**PASSAGE PROVIDED**.
━━━━━━━━

In the 1985–86 Liga Leumit season Hapoel Tel Aviv won the title. Hapoel Haifa, Hapoel Jerusalem and Maccabi Sha'arayim were all relegated to Liga Artzit. Uri Malmilian of Beitar Jerusalem and Doron Rabinzon of Maccabi Petah Tikva were the league's joint top scorers with 14 goals.

The league championship was decided on the final day, with a match between the two title chasers, Maccabi Haifa and Hapoel Tel Aviv. Hapoel Tel Aviv, who needed a win to secure the championship, scored a controversial goal in the 86th minute to win 1–0 and the title.

Final table

Results

Final match 

On 24 May 1986, Hapoel Tel Aviv came face-to-face with Maccabi Haifa in a Liga Leumit fixture at Bloomfield Stadium, during the final rounds of the 1985–86 season. That match was the season's deciding match. Maccabi Haifa led by one point prior to the match. Hapoel Tel Aviv won with one goal scored at the 86th minute by  striker, Gili Landau, winning the match and the championship.

━━━━━━━━

**DATA SHOWN**.
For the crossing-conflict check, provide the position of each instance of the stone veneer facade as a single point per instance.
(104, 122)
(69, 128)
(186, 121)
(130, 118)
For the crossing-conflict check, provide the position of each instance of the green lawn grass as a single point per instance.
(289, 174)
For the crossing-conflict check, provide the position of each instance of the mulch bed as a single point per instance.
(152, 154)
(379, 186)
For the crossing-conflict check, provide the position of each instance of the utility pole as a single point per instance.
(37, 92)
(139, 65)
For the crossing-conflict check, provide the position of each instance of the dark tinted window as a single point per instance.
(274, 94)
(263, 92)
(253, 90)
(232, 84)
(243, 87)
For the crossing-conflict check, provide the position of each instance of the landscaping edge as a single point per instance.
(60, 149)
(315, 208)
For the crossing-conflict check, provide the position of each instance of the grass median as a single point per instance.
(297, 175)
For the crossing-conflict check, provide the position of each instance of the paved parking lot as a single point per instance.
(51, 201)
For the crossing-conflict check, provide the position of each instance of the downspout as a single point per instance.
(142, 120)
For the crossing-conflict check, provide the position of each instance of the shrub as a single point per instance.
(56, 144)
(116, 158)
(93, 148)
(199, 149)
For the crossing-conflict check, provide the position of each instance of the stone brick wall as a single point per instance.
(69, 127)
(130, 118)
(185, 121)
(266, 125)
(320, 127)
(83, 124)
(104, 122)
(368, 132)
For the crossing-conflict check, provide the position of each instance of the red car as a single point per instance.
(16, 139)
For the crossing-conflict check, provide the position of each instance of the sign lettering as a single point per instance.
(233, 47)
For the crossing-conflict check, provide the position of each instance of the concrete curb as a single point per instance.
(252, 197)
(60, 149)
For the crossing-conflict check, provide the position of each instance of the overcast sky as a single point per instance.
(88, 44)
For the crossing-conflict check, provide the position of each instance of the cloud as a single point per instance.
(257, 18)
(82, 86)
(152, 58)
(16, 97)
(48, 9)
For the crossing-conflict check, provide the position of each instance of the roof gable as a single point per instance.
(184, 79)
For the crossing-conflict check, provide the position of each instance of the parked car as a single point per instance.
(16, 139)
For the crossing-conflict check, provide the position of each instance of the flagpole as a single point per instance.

━━━━━━━━

**PROBLEMS**.
1. Reproduce the passage on the 1985–86 Liga Leumit season word for word, in full.
2. Pull out every line of the entries that contains the word "grass".

**RESPONSES**.
1.
In the 1985–86 Liga Leumit season Hapoel Tel Aviv won the title. Hapoel Haifa, Hapoel Jerusalem and Maccabi Sha'arayim were all relegated to Liga Artzit. Uri Malmilian of Beitar Jerusalem and Doron Rabinzon of Maccabi Petah Tikva were the league's joint top scorers with 14 goals.

The league championship was decided on the final day, with a match between the two title chasers, Maccabi Haifa and Hapoel Tel Aviv. Hapoel Tel Aviv, who needed a win to secure the championship, scored a controversial goal in the 86th minute to win 1–0 and the title.

Final table

Results

Final match 

On 24 May 1986, Hapoel Tel Aviv came face-to-face with Maccabi Haifa in a Liga Leumit fixture at Bloomfield Stadium, during the final rounds of the 1985–86 season. That match was the season's deciding match. Maccabi Haifa led by one point prior to the match. Hapoel Tel Aviv won with one goal scored at the 86th minute by  striker, Gili Landau, winning the match and the championship.

2.
For the crossing-conflict check, provide the position of each instance of the green lawn grass as a single point per instance.
For the crossing-conflict check, provide the position of each instance of the grass median as a single point per instance.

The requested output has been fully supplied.